> **ACTIONS TO TAKE**:
1. From the methods passage, list every company named in parentheses as the maker of a kit, instrument or reagent.
2. Repeat the methods passage starting at "Clinical findings of" and ending at "beads (Pacific Biosciences).".

> **PASSAGE PROVIDED**:
Materials and methods

Ethics approval

Written informed consent for inclusion in the study was obtained from all participants. This study was approved by the Institutional Review Board of Yokohama City University School of Medicine.

Case reports

A 20-year-old female (II-2) is the second child born to nonconsanguineous Japanese parents. She has a healthy older brother (II-1). She was delivered at full term without any complications. Her development was normal until 4 years of age, when she developed myoclonus and ataxia. She also had generalized tonic clonic seizures. A diffuse spike pattern was observed on EEG. Her seizures were refractory to multiple anti-epileptic drugs. Her development was regressive and she became bedridden. At 8, 9, and 16 years, brain MRI showed progressive diffuse atrophy (cortical, white matter, caudate, thalamus, and cerebellum) and thin corpus callosum (Supplementary Fig. S1). She had visual impairment with optic atrophy, but no cherry red spot. Both electron microscopy of skin biopsy and lysosomal enzyme activity were normal.

III-2, a 13-year-old boy, is a younger brother of II-2. He was born at 36 weeks of gestation without any complications. His psychomotor development was mildly delayed. He had neurological features similar to those of his affected sister. At 4 years of age, he developed myoclonus, ataxia, and generalized tonic clonic seizures. EEG showed occipital-dominant spikes. His seizures were refractory to multiple anti-epileptic drugs. He gradually showed developmental regression and became bedridden. Brain MRI at 9 years showed diffuse atrophy (cortical, white matter, caudate, thalamus, and cerebellum). Corpus callosum was thin and the lateral ventricle was enlarged (Supplementary Fig. S1). Lysosomal enzyme activity was normal.

Clinical findings of the affected siblings (II-2 and II-3) are summarized in Table 1.

Table 1 Clinical symptoms of two affected siblings

SMRTbell library preparation

Genomic DNA was extracted from peripheral blood leukocytes using QuickGene DNA whole-blood kit (Kurabo) for II-2 and three controls. The size and integrity of genomic DNA were assessed by pulse-field agarose gel electrophoresis and the DNA concentration was measured by a Qubit fluorometer (Life Technologies). Seven micrograms of genomic DNA in a 150-µl volume was fragmented using g-TUBE (Covaris) by centrifugation at 1500 × g for 2 min twice. Recovered DNA was purified and concentrated using AMpure PB magnetic beads (Pacific Biosciences).

[Point-per-instance localization data]

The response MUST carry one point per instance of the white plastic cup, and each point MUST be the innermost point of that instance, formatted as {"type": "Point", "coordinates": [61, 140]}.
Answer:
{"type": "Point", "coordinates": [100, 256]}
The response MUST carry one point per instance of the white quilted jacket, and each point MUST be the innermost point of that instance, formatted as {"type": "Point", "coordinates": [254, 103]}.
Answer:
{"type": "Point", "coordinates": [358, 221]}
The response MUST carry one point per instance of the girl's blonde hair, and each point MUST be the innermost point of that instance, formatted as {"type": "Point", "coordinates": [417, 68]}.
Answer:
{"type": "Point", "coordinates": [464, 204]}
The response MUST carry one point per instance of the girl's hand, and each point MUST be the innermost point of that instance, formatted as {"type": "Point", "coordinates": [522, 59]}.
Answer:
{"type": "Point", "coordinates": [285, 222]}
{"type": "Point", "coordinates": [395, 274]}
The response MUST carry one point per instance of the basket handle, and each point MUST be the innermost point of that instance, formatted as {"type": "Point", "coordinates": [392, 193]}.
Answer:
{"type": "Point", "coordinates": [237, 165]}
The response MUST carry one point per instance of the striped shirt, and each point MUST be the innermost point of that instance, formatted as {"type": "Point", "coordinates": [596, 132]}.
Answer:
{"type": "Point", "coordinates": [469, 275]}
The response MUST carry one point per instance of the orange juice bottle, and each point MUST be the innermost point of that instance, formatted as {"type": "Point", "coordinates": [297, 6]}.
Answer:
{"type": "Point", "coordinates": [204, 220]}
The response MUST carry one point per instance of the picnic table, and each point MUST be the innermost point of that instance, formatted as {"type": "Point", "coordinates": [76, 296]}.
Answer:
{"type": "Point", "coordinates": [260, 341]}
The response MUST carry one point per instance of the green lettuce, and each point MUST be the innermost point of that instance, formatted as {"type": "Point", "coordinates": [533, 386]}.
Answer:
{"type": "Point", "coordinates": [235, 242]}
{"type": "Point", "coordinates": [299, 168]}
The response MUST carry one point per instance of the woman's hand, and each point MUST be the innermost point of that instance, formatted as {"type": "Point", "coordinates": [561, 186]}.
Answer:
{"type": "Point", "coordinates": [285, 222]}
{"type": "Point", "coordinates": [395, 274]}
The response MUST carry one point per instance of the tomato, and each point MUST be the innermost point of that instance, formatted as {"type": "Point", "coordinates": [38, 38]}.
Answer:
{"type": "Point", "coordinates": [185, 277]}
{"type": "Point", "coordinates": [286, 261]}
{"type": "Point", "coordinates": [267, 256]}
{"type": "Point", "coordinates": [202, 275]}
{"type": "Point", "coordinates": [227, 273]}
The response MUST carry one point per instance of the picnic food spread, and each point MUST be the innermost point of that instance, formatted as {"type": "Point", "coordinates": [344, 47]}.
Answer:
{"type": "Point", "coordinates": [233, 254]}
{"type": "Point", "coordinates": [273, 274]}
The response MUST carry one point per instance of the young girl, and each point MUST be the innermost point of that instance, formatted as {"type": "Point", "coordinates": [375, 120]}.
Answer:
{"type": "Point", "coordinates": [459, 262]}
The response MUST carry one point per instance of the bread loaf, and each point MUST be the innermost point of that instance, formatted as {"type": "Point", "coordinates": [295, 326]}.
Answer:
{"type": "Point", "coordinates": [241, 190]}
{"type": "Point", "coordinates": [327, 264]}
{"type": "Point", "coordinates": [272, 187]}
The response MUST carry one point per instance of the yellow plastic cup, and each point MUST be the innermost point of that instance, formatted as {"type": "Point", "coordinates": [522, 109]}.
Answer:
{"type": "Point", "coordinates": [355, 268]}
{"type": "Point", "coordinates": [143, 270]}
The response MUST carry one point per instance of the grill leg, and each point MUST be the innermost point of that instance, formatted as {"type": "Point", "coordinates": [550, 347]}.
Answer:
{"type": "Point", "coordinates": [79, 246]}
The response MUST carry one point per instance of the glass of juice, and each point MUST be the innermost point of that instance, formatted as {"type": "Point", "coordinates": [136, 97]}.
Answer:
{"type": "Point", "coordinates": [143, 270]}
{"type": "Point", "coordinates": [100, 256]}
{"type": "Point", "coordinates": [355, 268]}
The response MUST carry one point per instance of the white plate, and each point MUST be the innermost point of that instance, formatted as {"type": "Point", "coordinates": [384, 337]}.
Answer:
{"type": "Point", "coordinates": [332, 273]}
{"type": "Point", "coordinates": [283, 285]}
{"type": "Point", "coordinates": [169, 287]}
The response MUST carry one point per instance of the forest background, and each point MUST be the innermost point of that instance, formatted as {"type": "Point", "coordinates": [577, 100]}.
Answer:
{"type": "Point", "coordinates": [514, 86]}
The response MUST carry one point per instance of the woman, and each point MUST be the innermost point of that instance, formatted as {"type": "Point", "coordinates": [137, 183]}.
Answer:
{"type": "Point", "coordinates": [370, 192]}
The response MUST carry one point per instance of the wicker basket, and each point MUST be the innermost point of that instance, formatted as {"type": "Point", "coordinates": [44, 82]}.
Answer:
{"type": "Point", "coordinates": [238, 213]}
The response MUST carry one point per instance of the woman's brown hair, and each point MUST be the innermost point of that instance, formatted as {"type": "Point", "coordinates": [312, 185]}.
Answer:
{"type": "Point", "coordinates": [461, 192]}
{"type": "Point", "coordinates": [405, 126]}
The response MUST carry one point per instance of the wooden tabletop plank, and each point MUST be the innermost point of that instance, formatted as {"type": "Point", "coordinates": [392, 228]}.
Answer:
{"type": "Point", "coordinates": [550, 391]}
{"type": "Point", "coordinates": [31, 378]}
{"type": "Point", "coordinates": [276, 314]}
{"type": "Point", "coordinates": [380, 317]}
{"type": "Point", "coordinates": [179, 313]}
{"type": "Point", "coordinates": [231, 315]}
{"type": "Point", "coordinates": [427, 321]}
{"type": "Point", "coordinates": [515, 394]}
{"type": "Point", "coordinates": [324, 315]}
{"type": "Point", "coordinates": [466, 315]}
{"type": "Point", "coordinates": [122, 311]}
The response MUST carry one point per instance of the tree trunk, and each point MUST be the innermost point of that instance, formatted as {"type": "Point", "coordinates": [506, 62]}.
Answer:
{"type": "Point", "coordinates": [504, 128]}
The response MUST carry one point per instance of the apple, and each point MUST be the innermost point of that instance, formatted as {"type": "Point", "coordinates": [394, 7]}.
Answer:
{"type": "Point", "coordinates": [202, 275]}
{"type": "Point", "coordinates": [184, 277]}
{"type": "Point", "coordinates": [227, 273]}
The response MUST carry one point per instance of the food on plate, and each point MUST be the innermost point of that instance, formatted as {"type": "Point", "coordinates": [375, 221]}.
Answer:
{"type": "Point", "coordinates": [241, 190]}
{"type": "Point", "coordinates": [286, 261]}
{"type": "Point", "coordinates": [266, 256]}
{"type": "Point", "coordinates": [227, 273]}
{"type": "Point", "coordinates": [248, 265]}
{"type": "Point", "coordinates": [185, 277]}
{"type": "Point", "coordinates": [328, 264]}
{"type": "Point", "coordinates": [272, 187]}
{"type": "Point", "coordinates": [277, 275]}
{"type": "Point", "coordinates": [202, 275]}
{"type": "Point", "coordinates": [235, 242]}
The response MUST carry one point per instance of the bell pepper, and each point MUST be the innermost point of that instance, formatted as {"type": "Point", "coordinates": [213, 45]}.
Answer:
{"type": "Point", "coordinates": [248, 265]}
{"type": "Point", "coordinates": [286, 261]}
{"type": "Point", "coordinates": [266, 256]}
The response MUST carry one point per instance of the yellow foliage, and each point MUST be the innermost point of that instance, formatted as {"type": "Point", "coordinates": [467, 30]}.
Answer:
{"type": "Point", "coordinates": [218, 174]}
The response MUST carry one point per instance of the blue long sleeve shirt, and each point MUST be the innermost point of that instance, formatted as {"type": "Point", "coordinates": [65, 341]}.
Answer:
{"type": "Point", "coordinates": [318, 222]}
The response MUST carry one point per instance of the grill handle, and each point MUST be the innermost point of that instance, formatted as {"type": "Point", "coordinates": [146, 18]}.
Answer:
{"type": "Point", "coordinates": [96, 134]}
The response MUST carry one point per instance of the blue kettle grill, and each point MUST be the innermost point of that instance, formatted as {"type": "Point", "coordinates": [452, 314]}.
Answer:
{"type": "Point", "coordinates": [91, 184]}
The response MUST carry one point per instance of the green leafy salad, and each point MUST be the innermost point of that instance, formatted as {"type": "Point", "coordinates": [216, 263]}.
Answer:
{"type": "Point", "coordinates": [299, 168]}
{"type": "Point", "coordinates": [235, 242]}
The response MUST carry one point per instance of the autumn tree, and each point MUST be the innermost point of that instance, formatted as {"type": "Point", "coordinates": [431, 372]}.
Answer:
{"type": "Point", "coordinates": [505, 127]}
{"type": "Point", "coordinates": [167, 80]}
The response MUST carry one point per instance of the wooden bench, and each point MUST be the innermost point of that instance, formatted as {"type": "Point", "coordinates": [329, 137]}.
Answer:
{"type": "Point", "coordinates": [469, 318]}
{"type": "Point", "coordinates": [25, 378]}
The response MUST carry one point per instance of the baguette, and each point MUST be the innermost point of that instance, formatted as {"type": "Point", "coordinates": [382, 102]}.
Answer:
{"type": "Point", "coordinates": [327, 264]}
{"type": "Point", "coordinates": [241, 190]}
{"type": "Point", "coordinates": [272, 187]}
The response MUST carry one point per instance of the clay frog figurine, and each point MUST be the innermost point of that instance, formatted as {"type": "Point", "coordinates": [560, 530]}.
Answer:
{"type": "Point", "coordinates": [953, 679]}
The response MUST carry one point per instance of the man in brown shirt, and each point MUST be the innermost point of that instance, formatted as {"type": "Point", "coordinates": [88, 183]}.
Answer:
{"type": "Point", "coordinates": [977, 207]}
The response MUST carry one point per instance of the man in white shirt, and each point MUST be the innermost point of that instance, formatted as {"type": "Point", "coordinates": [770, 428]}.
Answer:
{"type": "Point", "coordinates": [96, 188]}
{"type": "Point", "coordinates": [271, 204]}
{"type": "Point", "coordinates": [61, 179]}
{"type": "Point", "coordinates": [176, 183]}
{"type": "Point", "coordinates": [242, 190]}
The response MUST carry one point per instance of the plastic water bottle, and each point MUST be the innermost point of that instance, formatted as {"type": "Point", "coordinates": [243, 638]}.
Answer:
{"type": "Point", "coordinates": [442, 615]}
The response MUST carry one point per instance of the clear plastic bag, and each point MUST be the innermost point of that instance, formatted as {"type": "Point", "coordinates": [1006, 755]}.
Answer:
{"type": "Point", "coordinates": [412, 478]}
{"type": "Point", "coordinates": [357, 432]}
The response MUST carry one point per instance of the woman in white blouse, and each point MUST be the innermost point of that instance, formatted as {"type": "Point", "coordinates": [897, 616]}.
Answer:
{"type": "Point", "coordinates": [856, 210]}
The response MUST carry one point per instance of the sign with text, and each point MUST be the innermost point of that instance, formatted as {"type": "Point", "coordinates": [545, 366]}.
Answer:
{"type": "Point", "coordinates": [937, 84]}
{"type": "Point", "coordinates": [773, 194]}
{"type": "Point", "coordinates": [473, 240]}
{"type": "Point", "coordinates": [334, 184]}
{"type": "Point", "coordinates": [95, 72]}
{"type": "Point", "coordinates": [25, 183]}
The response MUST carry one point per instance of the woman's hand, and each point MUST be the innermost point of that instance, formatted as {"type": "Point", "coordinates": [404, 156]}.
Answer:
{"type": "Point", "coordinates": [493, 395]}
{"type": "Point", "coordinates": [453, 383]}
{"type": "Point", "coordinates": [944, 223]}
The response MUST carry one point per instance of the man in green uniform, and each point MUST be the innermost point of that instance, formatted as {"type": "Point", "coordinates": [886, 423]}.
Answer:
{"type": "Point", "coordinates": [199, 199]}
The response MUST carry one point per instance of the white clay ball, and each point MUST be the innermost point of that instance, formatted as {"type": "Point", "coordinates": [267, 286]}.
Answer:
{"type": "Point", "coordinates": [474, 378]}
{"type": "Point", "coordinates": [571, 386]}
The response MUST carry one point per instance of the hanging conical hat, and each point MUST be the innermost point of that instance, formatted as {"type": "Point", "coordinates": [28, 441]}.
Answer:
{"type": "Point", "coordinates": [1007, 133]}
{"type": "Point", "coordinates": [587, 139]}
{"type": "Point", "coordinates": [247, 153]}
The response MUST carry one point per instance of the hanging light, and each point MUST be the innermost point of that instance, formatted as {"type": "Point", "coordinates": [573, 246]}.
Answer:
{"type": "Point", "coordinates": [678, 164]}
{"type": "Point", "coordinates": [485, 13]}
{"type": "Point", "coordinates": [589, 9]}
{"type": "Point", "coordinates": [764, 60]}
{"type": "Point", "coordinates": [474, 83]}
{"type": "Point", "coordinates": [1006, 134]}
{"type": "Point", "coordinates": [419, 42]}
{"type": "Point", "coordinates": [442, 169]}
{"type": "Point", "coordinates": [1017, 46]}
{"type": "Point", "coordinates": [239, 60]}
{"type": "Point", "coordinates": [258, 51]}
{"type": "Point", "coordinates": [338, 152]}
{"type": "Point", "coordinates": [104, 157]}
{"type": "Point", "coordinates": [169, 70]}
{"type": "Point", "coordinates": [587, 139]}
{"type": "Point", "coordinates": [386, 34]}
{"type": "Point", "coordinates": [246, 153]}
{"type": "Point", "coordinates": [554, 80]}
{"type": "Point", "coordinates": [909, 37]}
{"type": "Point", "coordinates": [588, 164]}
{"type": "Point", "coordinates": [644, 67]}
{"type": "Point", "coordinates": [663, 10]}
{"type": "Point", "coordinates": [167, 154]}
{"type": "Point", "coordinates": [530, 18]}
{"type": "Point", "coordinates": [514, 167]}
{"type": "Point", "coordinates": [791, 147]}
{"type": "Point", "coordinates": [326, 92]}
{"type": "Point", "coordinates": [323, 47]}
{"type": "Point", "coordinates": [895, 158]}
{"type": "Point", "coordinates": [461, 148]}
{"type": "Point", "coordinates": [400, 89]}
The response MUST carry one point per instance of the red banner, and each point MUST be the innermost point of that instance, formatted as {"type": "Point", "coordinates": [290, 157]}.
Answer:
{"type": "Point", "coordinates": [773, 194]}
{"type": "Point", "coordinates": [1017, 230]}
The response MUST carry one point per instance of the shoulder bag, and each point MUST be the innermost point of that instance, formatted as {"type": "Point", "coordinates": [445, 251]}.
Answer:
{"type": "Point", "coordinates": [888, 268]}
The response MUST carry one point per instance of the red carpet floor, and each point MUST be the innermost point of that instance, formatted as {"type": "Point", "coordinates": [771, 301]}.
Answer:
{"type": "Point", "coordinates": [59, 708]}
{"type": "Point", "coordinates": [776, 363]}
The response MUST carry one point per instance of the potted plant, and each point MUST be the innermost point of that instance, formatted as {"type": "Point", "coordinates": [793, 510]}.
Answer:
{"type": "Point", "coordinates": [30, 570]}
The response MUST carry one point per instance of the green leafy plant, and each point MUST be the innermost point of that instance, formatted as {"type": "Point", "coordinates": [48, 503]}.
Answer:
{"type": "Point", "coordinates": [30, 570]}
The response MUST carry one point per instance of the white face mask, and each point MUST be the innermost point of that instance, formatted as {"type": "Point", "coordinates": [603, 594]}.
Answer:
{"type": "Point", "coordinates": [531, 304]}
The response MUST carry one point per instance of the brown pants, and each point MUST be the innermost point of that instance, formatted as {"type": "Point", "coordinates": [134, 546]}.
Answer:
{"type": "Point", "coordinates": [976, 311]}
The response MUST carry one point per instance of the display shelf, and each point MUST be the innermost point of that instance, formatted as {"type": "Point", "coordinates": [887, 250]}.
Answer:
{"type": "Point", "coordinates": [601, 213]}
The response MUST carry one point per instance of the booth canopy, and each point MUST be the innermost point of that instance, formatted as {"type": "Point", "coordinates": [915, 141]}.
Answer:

> **ANSWERS TO THE TASKS**:
1. Kurabo, Life Technologies, Covaris, Pacific Biosciences

2.
Clinical findings of the affected siblings (II-2 and II-3) are summarized in Table 1.

Table 1 Clinical symptoms of two affected siblings

SMRTbell library preparation

Genomic DNA was extracted from peripheral blood leukocytes using QuickGene DNA whole-blood kit (Kurabo) for II-2 and three controls. The size and integrity of genomic DNA were assessed by pulse-field agarose gel electrophoresis and the DNA concentration was measured by a Qubit fluorometer (Life Technologies). Seven micrograms of genomic DNA in a 150-µl volume was fragmented using g-TUBE (Covaris) by centrifugation at 1500 × g for 2 min twice. Recovered DNA was purified and concentrated using AMpure PB magnetic beads (Pacific Biosciences).